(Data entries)
————
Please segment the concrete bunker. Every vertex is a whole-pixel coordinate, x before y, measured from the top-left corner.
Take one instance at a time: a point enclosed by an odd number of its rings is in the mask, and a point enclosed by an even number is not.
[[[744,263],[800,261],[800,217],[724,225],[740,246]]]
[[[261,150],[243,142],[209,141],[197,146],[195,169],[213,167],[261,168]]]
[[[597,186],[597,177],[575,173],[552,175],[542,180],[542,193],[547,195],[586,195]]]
————
BRIEF: Character for character, reproduce all of the lines above.

OUTPUT FOR THIS EXERCISE:
Please segment the concrete bunker. Every vertex is a whole-pixel coordinate, x before y, measured from the top-left corner.
Take one instance at a time: a point enclosed by an odd number of its rings is in the mask, and a point enclosed by an even number is not.
[[[744,263],[800,261],[800,217],[724,225],[740,246]]]
[[[261,150],[243,142],[209,141],[197,146],[195,169],[213,167],[261,168]]]
[[[597,186],[597,177],[575,173],[552,175],[542,180],[542,193],[547,195],[586,195]]]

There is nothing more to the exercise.